Task directions:
Continue the forum thread on the newly acquired lathe below from the point where it ends.

Source text:
# New to me Lathe questions



## mjs408 (Feb 20, 2017)

I purchased a nishimori kogyo lathe last summer, and have not run it yet as I operate off of a ramen type budget currently. I have saved enough for some tooling and a VFD which for the time has to be shared by my mill (another project thread shortly )and lathe.

With that said I have this 60s vintage  Japanese lathe that has a 5/8 tool (stud)post, but no T slot, is this normal for machines of this vintage? What type of tool post do I need to look for?

It has an A1-5 short taper style mounting flange, does anyone make a camlock adapter for these types of mounting flanges?

One interesting feature of this lathe is that instead of having a dial on the handle it has a build in long and short travel indicator. The dial lenses are a bit foggy so I have to figure out what to do there.  


As I have found these lathes are a bit of an orphan so if you have any information on the please share.

Also, I should add I have taken classes to become a machinist/tool maker long ago(15 years), but I was a B student in an A+ world. So most machining terms and operations are not completely greek to me.


----------



## T Bredehoft (Feb 20, 2017)

Welcome to probably the best, most user friendly Hobby machinist board around. 

You can use the compound as it is, but you will need either a four tool post or a Quick Change Tool Post, universally called here QCTP.

Raw records:
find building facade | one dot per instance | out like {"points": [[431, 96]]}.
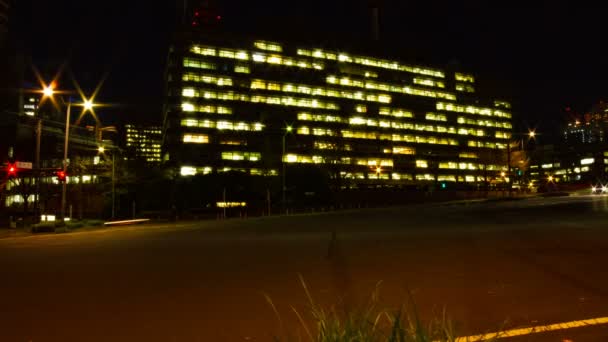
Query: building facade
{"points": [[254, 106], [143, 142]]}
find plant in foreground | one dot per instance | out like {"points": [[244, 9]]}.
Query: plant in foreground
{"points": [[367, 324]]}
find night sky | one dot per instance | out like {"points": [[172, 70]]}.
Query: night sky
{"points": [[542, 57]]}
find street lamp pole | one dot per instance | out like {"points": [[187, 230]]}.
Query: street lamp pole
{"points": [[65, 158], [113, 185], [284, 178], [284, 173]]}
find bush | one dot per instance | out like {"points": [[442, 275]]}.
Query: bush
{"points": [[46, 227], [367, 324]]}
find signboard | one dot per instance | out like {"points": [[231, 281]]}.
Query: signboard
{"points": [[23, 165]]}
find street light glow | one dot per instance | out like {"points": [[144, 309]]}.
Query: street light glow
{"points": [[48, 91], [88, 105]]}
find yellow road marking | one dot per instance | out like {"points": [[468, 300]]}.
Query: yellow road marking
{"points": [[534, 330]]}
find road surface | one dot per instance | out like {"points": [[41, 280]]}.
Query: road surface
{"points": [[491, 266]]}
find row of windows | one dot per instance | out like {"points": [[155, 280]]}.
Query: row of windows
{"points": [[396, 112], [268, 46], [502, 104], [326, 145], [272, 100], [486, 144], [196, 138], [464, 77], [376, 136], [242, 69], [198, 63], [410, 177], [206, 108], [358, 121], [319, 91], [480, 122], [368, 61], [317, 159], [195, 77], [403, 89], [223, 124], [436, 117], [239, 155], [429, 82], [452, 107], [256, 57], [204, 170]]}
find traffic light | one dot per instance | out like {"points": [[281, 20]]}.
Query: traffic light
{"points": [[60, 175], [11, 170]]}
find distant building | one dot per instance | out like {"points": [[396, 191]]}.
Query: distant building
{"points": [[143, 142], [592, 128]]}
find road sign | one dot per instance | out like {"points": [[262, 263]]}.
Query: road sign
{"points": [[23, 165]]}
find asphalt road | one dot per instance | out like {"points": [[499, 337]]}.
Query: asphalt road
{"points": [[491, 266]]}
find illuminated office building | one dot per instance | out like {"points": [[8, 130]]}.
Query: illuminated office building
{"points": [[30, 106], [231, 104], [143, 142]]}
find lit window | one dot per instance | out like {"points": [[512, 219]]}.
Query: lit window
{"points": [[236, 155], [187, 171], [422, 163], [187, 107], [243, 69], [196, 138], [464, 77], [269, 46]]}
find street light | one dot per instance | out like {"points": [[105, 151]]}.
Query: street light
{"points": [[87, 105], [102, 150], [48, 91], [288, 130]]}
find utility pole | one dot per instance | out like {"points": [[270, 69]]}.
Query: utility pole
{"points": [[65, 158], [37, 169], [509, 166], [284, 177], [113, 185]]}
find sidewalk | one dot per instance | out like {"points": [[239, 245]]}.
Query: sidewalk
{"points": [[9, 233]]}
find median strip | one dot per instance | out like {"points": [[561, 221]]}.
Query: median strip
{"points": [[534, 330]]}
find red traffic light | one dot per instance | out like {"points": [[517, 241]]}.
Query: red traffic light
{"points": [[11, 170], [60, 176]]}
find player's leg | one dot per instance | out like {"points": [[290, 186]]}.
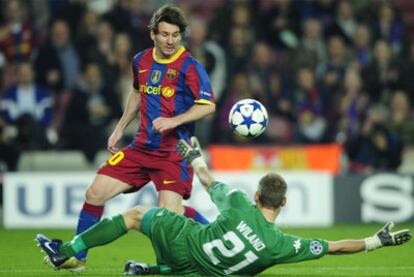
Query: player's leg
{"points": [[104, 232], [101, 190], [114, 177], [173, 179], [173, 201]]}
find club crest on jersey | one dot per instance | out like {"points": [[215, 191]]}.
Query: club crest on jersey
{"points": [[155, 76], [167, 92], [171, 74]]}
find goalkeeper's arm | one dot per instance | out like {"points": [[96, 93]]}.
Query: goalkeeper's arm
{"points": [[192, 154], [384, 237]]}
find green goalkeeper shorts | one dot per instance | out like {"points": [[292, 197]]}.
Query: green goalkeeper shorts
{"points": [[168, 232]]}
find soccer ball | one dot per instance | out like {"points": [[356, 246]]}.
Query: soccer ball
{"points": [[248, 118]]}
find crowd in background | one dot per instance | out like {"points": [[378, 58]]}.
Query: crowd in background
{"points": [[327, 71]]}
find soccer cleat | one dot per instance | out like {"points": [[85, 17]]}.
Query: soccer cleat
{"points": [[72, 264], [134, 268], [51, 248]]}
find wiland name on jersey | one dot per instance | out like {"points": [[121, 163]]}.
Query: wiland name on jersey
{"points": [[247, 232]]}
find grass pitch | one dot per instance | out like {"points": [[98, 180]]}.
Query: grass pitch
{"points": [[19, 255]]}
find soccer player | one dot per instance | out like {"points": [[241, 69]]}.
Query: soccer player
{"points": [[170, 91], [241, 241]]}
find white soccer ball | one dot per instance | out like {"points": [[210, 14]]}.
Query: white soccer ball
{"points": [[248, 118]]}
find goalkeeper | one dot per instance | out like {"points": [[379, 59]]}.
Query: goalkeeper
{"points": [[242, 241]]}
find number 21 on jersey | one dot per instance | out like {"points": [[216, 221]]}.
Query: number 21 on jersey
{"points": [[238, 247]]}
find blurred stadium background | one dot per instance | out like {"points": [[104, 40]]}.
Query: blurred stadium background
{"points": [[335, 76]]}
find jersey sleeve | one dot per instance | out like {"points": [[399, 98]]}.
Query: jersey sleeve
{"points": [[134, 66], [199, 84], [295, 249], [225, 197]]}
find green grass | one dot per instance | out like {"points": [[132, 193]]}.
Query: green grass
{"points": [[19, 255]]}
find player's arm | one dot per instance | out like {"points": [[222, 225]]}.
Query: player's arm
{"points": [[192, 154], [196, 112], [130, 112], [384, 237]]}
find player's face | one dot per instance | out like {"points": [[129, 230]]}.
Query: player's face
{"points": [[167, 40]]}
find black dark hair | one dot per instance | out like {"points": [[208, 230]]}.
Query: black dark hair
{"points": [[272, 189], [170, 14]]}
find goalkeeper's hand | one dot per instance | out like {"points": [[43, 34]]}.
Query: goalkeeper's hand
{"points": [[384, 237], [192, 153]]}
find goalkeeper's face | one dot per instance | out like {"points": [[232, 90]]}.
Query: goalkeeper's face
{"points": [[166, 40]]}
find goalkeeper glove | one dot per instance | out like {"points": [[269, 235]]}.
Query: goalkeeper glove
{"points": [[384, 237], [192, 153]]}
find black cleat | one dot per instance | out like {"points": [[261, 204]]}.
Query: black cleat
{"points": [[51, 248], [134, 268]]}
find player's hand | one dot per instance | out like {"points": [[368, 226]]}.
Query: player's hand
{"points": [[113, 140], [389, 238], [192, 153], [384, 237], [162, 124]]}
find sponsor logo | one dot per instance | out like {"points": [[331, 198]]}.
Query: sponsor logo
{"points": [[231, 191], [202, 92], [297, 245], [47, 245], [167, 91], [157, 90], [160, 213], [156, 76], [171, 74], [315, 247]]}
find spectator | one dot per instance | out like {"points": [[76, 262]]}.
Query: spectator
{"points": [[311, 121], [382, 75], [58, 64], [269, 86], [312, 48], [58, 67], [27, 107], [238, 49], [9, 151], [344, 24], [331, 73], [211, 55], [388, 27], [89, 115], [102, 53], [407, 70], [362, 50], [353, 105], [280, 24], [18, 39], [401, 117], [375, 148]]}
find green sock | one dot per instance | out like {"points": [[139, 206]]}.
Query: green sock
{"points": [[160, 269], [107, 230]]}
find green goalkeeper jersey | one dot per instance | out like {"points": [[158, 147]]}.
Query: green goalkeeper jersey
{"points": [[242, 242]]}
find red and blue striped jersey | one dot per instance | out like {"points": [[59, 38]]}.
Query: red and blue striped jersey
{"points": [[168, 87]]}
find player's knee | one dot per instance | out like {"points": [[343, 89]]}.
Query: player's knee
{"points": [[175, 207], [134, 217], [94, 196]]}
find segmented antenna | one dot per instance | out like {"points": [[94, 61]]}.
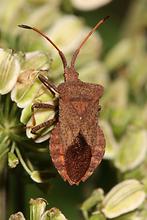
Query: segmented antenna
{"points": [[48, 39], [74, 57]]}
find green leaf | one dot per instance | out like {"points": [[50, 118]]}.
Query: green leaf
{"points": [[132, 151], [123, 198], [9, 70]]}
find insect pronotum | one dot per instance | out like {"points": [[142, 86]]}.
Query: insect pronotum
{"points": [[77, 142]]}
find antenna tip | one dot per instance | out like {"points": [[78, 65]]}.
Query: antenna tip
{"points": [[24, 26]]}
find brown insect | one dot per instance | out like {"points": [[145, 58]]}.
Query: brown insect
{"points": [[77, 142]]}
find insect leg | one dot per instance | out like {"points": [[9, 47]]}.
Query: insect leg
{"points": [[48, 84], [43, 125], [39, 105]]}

Answer below:
The screw that is there now can be removed and replaced by removing the compound, probably tricky for you, but not uncommon at all. There probably are some screws in the side of the compound, holding a gib, to adjust snugness. Back these off, so they are loose,  and unscrew the lead screw, back the compound toward  you until the screw is no longer moving the compound. pul gently and it should come off. Further disassembly will allow you to remove and replace the post screw if needed. Pay attention to what falls off as you are pulling the compound off, and where it came from, it will have to go back on. While its apart, do some fairly serious cleaning. You will be doing a lot of that, though. just keep it in mind.


----------



## mjs408 (Feb 20, 2017)

I definitely understand the whole lotta cleaning to do part. Both the mill and lathe are filthy. So the stud will drop out after I pull the compound and I can replace it with a Shars or whomever's quick change post for my correct  swing dia. 


Next order if business is to find a decent 3 jaw chuck for it. All it came with is big 4 jaws.


----------



## willthedancer (Feb 20, 2017)

A BXA qctp uses a 5/8 stud. I wouldn't make a change there. 

Sent from my MotoE2(4G-LTE) using Tapatalk


----------



## mjs408 (Feb 20, 2017)

Thanks for the info Will, I have been browsing toolposts but saw mainly metric options. Now I know what to look for.


----------



## mjs408 (May 4, 2017)

Bump, anybody have info on the manufacturer of my lathe?


----------



## Nogoingback (May 4, 2017)

http://www.practicalmachinist.com/vb/gunsmithing/enterprise-nishimori-lathe-297654/


----------



## mjs408 (May 5, 2017)

I've read that thread, I also found a thread with a rumor of a reprint owners manual for sale but haven't been able to find it.


----------



## 4ssss (May 5, 2017)

You're going to like that trav a dial.   If you can't clean up the crystal maybe you can find one here.

https://www.buytrak.com/product.php?productid=29


----------



## jamby (May 5, 2017)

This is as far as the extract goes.